Supplied information »
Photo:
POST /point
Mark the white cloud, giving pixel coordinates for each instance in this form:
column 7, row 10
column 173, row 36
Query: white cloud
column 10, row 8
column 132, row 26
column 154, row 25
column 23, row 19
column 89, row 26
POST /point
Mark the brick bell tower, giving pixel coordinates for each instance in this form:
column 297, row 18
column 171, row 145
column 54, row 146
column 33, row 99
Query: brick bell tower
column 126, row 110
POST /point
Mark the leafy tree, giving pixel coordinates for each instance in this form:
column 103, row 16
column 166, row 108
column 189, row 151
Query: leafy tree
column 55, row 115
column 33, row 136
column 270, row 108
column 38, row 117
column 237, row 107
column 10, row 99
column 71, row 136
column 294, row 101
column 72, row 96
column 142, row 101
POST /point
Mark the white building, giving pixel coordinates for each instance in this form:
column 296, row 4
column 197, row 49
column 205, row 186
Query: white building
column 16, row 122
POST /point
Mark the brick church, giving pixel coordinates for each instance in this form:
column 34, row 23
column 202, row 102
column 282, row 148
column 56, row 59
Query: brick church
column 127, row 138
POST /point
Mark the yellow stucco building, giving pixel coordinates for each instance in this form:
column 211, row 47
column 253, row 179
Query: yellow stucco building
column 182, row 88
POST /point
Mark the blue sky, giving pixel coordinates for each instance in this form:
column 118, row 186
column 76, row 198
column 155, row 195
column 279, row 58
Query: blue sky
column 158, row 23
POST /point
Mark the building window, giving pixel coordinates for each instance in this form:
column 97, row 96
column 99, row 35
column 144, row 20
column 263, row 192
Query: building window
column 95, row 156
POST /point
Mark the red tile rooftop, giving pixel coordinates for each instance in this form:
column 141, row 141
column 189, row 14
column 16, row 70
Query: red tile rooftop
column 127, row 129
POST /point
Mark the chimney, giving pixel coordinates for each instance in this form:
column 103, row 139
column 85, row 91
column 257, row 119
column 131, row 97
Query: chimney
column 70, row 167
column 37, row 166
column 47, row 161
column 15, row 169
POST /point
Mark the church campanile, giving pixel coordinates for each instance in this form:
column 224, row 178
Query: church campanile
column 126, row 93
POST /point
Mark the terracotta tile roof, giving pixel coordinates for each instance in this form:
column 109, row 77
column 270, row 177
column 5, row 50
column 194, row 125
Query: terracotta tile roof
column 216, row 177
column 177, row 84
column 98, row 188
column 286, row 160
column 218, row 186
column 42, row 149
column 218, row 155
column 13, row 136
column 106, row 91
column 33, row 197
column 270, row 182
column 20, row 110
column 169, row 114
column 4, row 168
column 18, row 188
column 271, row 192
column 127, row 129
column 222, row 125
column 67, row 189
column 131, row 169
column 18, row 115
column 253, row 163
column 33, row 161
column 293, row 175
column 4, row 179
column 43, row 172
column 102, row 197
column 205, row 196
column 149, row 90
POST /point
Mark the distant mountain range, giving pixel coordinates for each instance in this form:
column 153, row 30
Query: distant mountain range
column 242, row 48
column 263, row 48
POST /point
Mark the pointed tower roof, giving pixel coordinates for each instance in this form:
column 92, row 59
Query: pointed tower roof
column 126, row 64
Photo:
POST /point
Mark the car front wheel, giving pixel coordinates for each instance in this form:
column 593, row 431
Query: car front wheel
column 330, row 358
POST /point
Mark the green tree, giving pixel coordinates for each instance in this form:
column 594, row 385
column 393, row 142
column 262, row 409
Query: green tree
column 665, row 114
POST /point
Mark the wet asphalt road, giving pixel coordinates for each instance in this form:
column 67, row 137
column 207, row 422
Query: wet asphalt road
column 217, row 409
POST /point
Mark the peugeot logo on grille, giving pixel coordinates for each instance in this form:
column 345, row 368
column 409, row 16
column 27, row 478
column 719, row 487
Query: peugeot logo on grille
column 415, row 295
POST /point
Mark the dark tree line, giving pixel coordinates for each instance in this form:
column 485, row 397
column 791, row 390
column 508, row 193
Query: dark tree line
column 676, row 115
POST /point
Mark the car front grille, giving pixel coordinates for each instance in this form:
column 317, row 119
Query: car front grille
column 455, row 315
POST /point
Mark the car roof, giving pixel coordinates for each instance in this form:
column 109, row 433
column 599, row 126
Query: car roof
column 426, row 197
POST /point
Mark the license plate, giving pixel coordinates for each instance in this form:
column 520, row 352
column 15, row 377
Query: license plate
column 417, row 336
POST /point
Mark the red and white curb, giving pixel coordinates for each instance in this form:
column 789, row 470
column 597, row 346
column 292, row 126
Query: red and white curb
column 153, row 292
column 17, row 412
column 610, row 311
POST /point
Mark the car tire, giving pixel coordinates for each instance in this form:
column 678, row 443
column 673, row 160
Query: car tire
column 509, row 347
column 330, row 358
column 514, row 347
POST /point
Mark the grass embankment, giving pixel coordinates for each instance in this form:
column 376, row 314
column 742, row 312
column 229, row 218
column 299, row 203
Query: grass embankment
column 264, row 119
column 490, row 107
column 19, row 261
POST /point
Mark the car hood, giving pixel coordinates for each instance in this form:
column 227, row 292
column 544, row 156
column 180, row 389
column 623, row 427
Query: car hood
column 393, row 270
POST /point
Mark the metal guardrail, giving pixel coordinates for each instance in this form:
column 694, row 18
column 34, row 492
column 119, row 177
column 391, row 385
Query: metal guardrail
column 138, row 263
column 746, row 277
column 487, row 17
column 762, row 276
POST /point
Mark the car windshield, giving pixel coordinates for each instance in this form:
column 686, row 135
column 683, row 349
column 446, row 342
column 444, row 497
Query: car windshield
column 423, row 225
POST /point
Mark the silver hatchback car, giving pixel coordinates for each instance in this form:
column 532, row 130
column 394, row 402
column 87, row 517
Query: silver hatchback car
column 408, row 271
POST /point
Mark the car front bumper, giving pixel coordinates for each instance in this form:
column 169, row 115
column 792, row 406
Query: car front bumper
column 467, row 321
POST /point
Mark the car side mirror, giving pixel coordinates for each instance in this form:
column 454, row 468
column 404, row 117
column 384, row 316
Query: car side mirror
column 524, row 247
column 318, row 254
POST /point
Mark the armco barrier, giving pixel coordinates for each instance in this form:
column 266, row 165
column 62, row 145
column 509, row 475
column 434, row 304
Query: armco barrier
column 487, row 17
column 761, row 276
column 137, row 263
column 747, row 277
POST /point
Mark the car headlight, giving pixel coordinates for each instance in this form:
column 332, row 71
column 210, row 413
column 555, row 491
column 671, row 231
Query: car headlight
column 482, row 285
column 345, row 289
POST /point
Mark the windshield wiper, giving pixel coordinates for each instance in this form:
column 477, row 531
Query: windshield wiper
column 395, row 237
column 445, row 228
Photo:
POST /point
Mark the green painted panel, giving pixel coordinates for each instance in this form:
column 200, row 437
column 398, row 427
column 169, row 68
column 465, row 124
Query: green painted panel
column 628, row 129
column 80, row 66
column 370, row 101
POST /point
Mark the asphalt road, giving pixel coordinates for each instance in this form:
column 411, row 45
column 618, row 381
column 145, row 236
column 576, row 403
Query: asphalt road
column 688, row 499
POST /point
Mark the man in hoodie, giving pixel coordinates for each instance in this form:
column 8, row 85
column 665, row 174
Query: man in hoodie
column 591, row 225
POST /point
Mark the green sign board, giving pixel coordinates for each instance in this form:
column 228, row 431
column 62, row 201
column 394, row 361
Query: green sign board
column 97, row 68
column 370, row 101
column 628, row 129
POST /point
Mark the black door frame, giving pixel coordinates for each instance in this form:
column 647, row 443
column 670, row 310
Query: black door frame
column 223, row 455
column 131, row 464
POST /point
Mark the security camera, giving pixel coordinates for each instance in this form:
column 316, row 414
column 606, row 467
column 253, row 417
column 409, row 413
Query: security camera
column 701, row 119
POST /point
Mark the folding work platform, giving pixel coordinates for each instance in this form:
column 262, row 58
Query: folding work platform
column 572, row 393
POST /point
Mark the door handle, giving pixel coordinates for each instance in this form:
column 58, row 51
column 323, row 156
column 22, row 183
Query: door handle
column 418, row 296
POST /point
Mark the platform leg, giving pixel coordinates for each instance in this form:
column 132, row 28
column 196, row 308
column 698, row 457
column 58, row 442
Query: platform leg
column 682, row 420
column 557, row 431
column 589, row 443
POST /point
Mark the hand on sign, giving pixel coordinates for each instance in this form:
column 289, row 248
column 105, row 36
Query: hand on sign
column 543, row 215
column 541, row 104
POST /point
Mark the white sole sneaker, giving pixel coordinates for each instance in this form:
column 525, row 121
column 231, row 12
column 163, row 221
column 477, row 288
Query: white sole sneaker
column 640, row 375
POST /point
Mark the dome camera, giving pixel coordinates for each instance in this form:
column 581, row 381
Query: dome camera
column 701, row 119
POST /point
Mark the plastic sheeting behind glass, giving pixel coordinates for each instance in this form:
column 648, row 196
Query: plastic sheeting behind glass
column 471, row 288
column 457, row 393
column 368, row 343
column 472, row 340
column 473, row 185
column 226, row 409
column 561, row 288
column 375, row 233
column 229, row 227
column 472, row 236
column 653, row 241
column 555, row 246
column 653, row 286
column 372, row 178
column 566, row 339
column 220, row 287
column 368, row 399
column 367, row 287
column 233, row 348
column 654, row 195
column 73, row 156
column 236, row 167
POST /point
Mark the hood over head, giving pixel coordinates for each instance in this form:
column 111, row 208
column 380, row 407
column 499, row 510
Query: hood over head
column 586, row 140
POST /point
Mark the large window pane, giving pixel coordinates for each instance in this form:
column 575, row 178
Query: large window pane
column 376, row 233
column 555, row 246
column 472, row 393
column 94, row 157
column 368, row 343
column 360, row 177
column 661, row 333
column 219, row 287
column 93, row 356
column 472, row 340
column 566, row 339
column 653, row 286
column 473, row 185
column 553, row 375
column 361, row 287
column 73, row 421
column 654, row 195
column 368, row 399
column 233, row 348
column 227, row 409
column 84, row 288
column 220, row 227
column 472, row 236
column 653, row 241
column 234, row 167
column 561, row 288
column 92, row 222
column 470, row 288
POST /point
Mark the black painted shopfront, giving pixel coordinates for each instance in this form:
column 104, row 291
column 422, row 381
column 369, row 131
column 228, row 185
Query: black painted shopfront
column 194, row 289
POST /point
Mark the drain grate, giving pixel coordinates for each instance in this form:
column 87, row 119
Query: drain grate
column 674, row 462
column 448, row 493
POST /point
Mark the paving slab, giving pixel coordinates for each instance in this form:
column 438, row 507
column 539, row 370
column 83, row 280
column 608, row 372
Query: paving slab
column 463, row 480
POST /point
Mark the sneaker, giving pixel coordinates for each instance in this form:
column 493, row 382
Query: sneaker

Exercise brief » What you give back should be only the lines of the records above, starting at the line with "column 525, row 121" and ending at the line with "column 581, row 381", restated word for word.

Result of this task »
column 525, row 121
column 231, row 12
column 163, row 221
column 477, row 288
Query: white sole sneaker
column 640, row 375
POST /point
Mark the dome camera, giving pixel coordinates for each instance in this form:
column 581, row 381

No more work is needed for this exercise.